SHORT PROBLEM: Give the lines of the data below as a JSON list of strings, one string per line and blank lines left out, from the line with "If you could tag the white" up to and including the last line of the data.

PROVIDED ENTRIES:
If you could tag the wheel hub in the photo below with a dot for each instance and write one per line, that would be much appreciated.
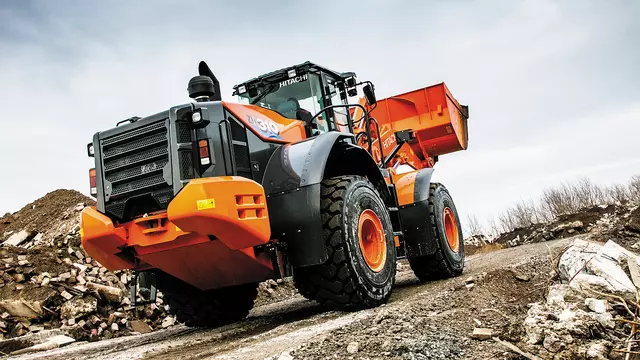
(372, 240)
(451, 229)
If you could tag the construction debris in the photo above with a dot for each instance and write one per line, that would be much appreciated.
(47, 282)
(481, 333)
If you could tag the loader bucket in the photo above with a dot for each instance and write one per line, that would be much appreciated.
(438, 120)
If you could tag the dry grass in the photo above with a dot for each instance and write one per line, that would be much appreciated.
(489, 248)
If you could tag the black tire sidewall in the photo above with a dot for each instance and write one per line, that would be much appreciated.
(442, 200)
(360, 196)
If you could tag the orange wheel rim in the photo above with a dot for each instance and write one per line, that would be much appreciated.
(372, 241)
(451, 230)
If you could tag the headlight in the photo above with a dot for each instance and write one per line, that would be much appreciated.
(196, 117)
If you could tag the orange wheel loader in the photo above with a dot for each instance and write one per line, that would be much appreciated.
(207, 199)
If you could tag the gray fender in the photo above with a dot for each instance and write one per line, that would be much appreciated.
(292, 184)
(419, 238)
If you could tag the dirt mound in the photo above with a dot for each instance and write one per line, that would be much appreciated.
(45, 218)
(618, 222)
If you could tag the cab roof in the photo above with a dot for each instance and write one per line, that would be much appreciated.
(306, 67)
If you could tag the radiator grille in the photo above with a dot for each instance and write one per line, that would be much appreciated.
(184, 132)
(133, 164)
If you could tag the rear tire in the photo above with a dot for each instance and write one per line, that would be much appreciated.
(211, 308)
(448, 260)
(360, 271)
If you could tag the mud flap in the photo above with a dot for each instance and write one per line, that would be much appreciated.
(297, 222)
(419, 237)
(148, 282)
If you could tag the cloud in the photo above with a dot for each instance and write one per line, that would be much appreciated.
(552, 85)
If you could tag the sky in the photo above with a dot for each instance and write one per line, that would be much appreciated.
(553, 87)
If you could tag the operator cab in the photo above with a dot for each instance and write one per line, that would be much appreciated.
(301, 92)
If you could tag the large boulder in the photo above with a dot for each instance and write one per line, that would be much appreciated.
(79, 307)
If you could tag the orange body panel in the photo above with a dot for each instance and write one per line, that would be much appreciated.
(434, 115)
(231, 209)
(260, 119)
(405, 187)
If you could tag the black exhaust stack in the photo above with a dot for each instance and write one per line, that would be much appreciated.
(204, 87)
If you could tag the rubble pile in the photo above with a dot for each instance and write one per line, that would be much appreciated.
(48, 282)
(619, 222)
(589, 314)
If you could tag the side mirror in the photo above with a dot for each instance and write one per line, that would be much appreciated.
(369, 94)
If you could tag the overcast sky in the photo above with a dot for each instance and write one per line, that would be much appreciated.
(553, 86)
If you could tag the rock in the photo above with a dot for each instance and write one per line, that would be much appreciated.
(481, 333)
(285, 355)
(597, 351)
(140, 326)
(79, 307)
(168, 321)
(352, 348)
(602, 270)
(596, 305)
(553, 343)
(61, 340)
(23, 308)
(36, 328)
(110, 293)
(38, 238)
(18, 238)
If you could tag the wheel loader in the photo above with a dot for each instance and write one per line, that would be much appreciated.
(205, 200)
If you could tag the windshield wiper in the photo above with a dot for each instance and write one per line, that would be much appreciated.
(266, 91)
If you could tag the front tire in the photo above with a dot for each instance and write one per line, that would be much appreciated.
(448, 260)
(360, 271)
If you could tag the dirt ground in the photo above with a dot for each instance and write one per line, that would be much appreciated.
(421, 321)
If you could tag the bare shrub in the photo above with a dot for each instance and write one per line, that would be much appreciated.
(523, 214)
(572, 197)
(618, 194)
(473, 227)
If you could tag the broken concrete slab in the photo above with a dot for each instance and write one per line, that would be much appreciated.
(482, 333)
(110, 293)
(78, 307)
(595, 265)
(140, 326)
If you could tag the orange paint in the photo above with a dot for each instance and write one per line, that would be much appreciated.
(289, 130)
(206, 237)
(237, 215)
(405, 187)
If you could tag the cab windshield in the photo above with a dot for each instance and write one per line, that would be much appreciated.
(288, 96)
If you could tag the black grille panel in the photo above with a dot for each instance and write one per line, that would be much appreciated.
(136, 144)
(186, 165)
(137, 158)
(184, 132)
(133, 165)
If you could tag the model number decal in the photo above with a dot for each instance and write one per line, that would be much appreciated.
(267, 128)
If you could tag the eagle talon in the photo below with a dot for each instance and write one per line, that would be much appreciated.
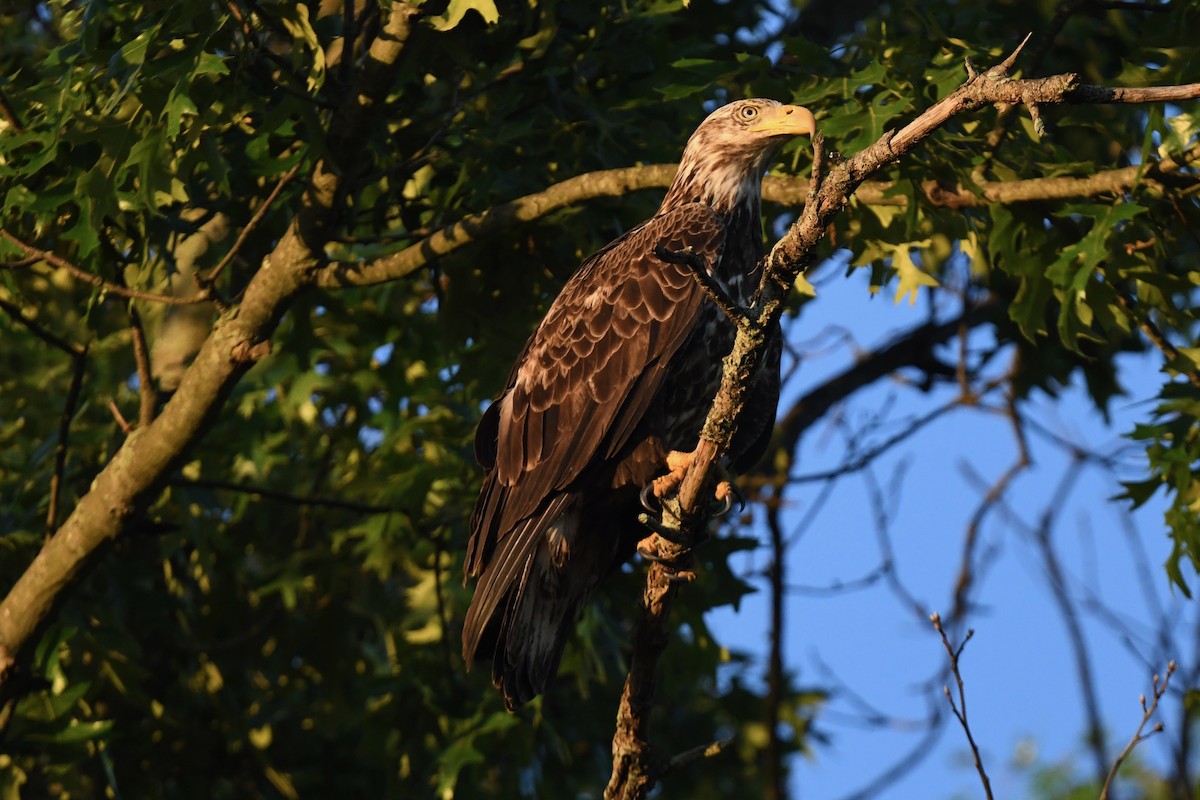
(663, 530)
(723, 506)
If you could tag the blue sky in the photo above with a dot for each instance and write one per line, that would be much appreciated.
(1025, 704)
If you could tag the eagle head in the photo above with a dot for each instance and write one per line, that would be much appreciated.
(727, 155)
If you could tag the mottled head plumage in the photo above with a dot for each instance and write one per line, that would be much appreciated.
(725, 158)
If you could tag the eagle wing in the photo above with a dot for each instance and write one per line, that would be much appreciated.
(580, 389)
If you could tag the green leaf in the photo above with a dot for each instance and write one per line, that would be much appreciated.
(912, 277)
(459, 8)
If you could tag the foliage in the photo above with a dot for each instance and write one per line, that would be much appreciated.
(282, 619)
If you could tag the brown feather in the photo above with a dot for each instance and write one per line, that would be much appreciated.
(622, 368)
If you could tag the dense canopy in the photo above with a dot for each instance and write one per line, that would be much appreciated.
(264, 263)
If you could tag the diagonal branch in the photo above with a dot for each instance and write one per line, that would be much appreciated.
(834, 181)
(99, 282)
(147, 457)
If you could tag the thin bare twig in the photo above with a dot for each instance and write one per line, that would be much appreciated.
(99, 282)
(696, 753)
(777, 781)
(282, 497)
(60, 447)
(960, 708)
(147, 395)
(1147, 711)
(40, 330)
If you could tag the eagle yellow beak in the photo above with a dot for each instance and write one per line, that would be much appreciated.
(786, 120)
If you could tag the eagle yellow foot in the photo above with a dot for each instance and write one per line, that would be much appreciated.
(678, 463)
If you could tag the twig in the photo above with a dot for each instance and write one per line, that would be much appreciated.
(1147, 711)
(147, 395)
(121, 422)
(40, 331)
(1174, 358)
(99, 282)
(960, 708)
(777, 774)
(60, 447)
(828, 196)
(1060, 593)
(207, 282)
(283, 497)
(689, 258)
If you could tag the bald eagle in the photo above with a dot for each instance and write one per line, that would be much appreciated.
(621, 372)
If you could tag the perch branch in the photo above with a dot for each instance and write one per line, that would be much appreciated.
(141, 467)
(1147, 711)
(60, 447)
(960, 708)
(833, 184)
(96, 281)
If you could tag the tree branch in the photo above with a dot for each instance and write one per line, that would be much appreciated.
(144, 461)
(1147, 711)
(147, 394)
(834, 181)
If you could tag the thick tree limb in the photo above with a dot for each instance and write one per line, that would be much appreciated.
(834, 181)
(785, 191)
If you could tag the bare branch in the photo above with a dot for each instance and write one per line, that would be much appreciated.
(1147, 711)
(283, 497)
(144, 459)
(148, 398)
(60, 449)
(833, 182)
(960, 708)
(99, 282)
(39, 330)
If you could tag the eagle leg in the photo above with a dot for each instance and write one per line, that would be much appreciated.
(676, 569)
(678, 463)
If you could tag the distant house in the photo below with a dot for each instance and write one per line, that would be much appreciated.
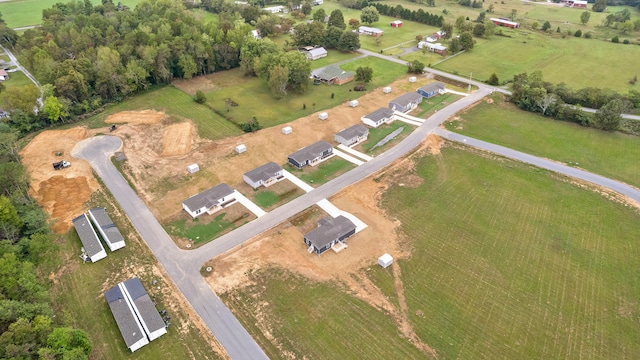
(311, 154)
(378, 117)
(431, 90)
(406, 102)
(505, 22)
(329, 232)
(126, 319)
(209, 201)
(366, 30)
(90, 242)
(352, 135)
(109, 231)
(332, 74)
(315, 53)
(265, 175)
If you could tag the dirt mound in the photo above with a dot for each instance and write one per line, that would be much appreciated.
(136, 117)
(176, 139)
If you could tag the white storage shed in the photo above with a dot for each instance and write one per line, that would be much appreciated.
(385, 260)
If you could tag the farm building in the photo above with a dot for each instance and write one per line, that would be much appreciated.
(352, 135)
(90, 242)
(406, 102)
(366, 30)
(107, 228)
(378, 117)
(311, 154)
(332, 74)
(144, 308)
(209, 201)
(505, 23)
(126, 319)
(431, 90)
(264, 175)
(315, 53)
(330, 232)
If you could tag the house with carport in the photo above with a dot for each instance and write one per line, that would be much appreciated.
(311, 155)
(264, 175)
(352, 135)
(209, 201)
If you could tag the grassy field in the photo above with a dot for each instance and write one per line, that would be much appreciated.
(509, 262)
(613, 155)
(529, 51)
(177, 105)
(79, 289)
(19, 13)
(251, 94)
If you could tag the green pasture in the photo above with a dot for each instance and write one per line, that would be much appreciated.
(555, 57)
(253, 94)
(511, 262)
(18, 13)
(610, 154)
(179, 106)
(79, 295)
(314, 320)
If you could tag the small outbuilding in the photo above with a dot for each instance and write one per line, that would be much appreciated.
(385, 260)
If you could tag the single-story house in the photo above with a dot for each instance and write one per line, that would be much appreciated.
(431, 90)
(379, 117)
(315, 53)
(144, 308)
(264, 175)
(406, 102)
(90, 242)
(366, 30)
(329, 232)
(209, 201)
(332, 74)
(311, 154)
(126, 319)
(109, 231)
(352, 135)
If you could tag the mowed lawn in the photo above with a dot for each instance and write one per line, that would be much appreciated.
(555, 57)
(510, 263)
(177, 105)
(611, 154)
(19, 13)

TASK ANSWER:
[
  "If you could tag the white storage shed in the photo above with a dot for each instance and write one per line, that would be much appreciated.",
  "(385, 260)",
  "If you could tag the farm building in the photo above with a dot for each instance and write one per line, that would be much appreciated.",
  "(352, 135)",
  "(90, 242)",
  "(406, 102)",
  "(366, 30)",
  "(107, 228)",
  "(378, 117)",
  "(311, 154)",
  "(332, 74)",
  "(144, 308)",
  "(209, 201)",
  "(505, 23)",
  "(126, 319)",
  "(431, 90)",
  "(264, 175)",
  "(315, 53)",
  "(330, 232)",
  "If you could tag the house with carport in the photo above with a dot for each instance and write one per line, that would be much appreciated.",
  "(311, 155)",
  "(264, 175)",
  "(352, 135)",
  "(209, 201)",
  "If you could tag the grassy field in the photo above with a dot for each instance and write one per line, that would be much appreciated.",
  "(509, 262)",
  "(613, 155)",
  "(529, 51)",
  "(177, 105)",
  "(79, 289)",
  "(19, 13)",
  "(251, 94)",
  "If you could tag the green pasture in the photo above with a dot for each instance and write one per line, that would be much appreciated.",
  "(555, 57)",
  "(253, 94)",
  "(511, 262)",
  "(18, 13)",
  "(610, 154)",
  "(179, 106)",
  "(79, 295)",
  "(314, 320)",
  "If you could tag the small outbuilding in the photo above with a dot for each instance and write one per line, that would be much appreciated.",
  "(385, 260)",
  "If you could tag the single-story house in the photo above with a dot for each instance and write one per line, that would be much appreciated.",
  "(431, 90)",
  "(379, 117)",
  "(315, 53)",
  "(144, 308)",
  "(264, 175)",
  "(406, 102)",
  "(90, 242)",
  "(366, 30)",
  "(329, 232)",
  "(209, 201)",
  "(332, 74)",
  "(311, 154)",
  "(126, 319)",
  "(109, 231)",
  "(352, 135)",
  "If you could tag the mowed lawn in the photo above with a dot for each instance and write one per line, that would be much appreciated.",
  "(555, 57)",
  "(510, 263)",
  "(177, 105)",
  "(611, 154)",
  "(19, 13)"
]